Day 3 · Lesson 3 — Context Engineering: Sessions & Memory
RAG makes an agent an expert on facts. Memory makes it an expert on you.
Memory and RAG both retrieve information into context, so they get conflated constantly. They're complementary rather than competing, and knowing exactly how they differ is the difference between an agent that quotes documents and one that actually knows its user.
From Lesson 2: what turns a raw session transcript into durable knowledge?
Extraction, distilling the meaningful signal from the noisy transcript. That's memory generation, and it's what makes memory ≠ session ≠ RAG.
A memory is a snapshot of extracted, meaningful information, persisted across sessions. RAG retrieves from a static external knowledge base. The paper's crisp framing:1
RAG = the research librarian.
Memory = the personal assistant.
The librarian knows the world's facts from a vast, shared, authoritative library, but nothing personal about you. The assistant carries a private notebook on you: preferences, past conversations, evolving goals. A truly intelligent agent needs both.
| — | RAG | Memory |
|---|---|---|
| Makes the agent expert on | Facts / the world | The user |
| Data source | Static, pre-indexed docs | The user↔agent dialogue |
| Isolation | Shared, global, read-only | Highly isolated, per-user |
| Nature | Static, authoritative | Dynamic, uncertain |
| Write pattern | Batch (offline indexing) | Event-based (per turn / session) |
| Prep | Chunk & embed | Extract & consolidate |
The row that carries the governance weight is isolation: RAG is shared by design; memory is per-user by necessity, because it's derived from personal conversation.

* COLLECTED DATA:
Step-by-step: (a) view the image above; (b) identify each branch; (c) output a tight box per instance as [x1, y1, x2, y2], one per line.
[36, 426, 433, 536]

* WHAT THE TASK ASKS: Write the next part of the lesson on sessions and memory, picking up right after its last sentence.

* WRITTEN RESPONSE:
Cutting across all of it, a distinction from cognitive science:1
A memory itself is just content + metadata: the extracted fact (structured
{"seat":"window"} or unstructured prose) plus its owner, source, and labels.
Under the hood, memories live in vector databases (semantic similarity), knowledge graphs (entities + relationships), or a hybrid; and they're scoped to a user (most common), a session (for compaction), or the whole application (shared, must be sanitised).
The isolation row is the governance story. RAG's knowledge base is shared and read-only, a low personal-data risk. Memory is derived from a user's conversation, so it's almost always scoped per-user, and must be: a C Compliance and I Identity requirement. The dangerous exception is application-level memory (shared across users, e.g. procedural playbooks): it must be sanitised of personal content, or one user's data leaks into another's context.
Ladder read: knowing which memories are user-scoped vs app-scoped, and enforcing that boundary, is an L3 Controlled data-governance decision. Get the scope wrong and you've built a cross-user exfiltration channel (Lesson 5).
Ask of every fact: is this world knowledge (RAG) or user knowledge (memory)? Putting user preferences in RAG or product specs in memory is a category error that costs you later.
Standardise a memory schema (content + metadata, with owner + source) so any agent on the team can read the shared store, the framework-agnostic layer from Lesson 2.
Govern memory scope as policy: user-scoped by default, app-scoped only when sanitised. This is the boundary that keeps a personalization feature from becoming a privacy incident.
Recall, don't re-read.
RAG makes an agent an expert on facts; memory makes it an expert on —
The user. RAG = research librarian (shared world facts); memory = personal assistant (a private, per-user notebook of preferences and history).
Compared with RAG, memory is almost always —
Per-user isolated, since it's derived from personal conversation. RAG's base is shared, global, authoritative. That isolation difference is the whole governance story.
A memory of "the right sequence of tool calls to book a trip" is —
Procedural: it's a workflow, a "how." Declarative memory is facts/preferences, the "what." Most commercial memory systems only do declarative well.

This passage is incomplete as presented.